Put the lines below into a Markdown table with the columns Row and Content, giving each line a row number and leaving out blank lines. Include only the lines that start at the one containing "Cam-trap alert: motion was detected. Identify arched" and run through the one containing "285, 190, 305, 215".

═══ EXTRACTED ENTRIES

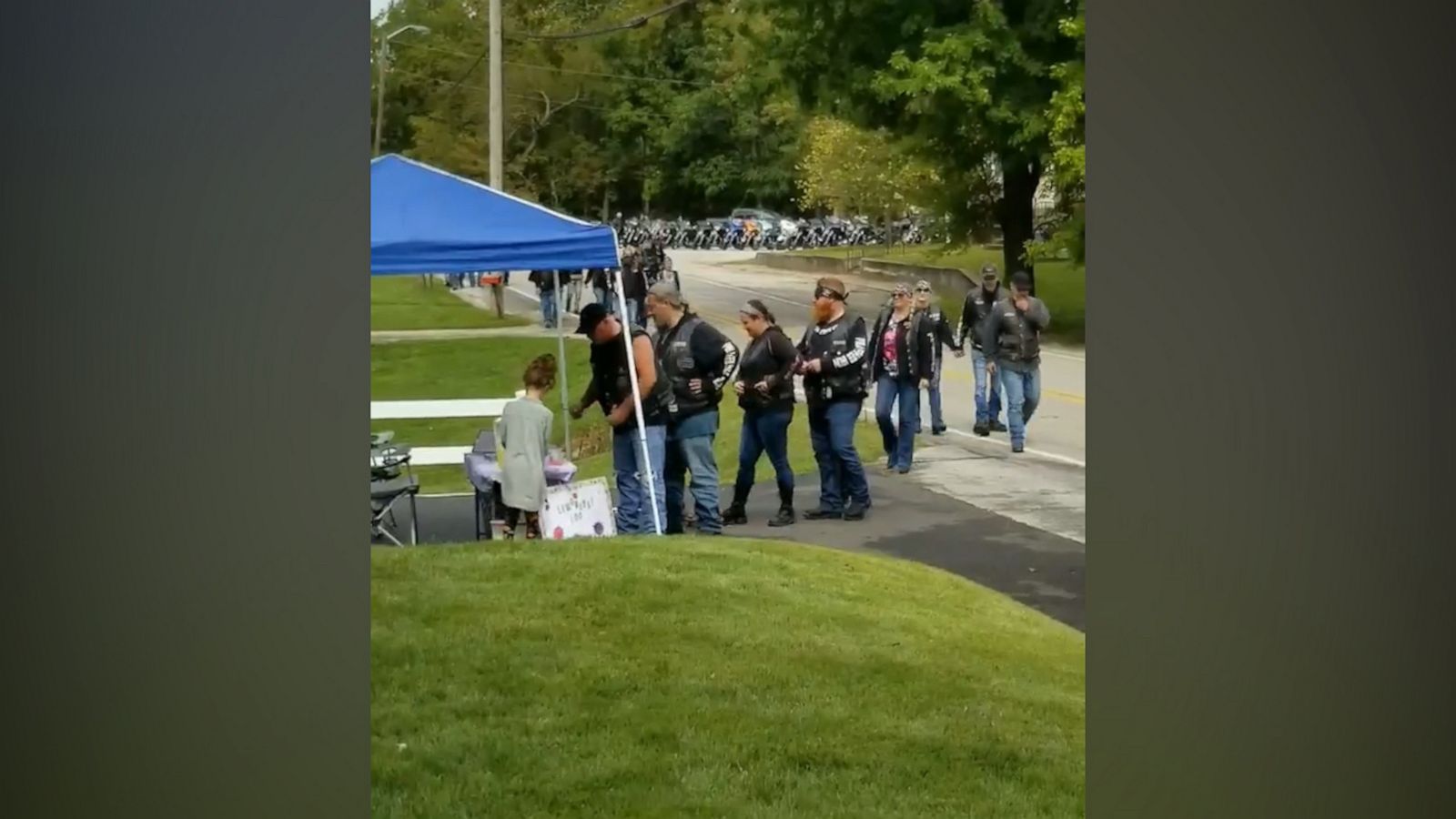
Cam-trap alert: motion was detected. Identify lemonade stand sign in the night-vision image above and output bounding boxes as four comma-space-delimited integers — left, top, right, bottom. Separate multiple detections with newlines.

══════
═══ EXTRACTED ENTRIES

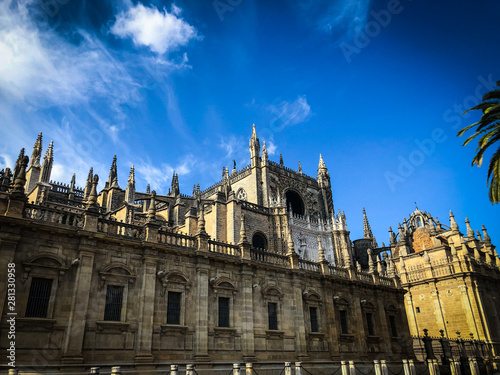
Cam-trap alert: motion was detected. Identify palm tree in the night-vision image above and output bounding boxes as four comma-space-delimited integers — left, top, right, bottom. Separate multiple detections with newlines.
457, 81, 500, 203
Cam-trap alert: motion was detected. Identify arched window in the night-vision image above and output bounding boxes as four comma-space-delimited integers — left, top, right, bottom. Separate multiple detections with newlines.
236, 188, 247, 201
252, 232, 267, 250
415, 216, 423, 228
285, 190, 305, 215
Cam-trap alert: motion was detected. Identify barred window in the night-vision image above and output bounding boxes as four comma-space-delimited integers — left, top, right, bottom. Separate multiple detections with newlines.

══════
═══ EXTRACTED ENTRIES

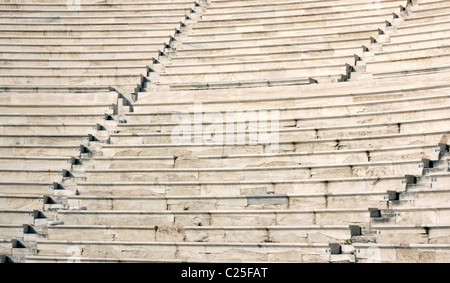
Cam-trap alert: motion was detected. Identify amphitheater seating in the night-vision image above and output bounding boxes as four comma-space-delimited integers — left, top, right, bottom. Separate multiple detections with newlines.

══════

TASK SOLUTION:
| Row | Content |
|---|---|
| 1 | Cam-trap alert: motion was detected. Identify arched window in the night-vision image above and output bounding boxes as four comma-space-delimited integers — left, top, right, bottom. Separate multiple detections with newlines. |
| 2 | 236, 188, 247, 201 |
| 3 | 252, 232, 267, 250 |
| 4 | 415, 216, 423, 228 |
| 5 | 285, 190, 305, 215 |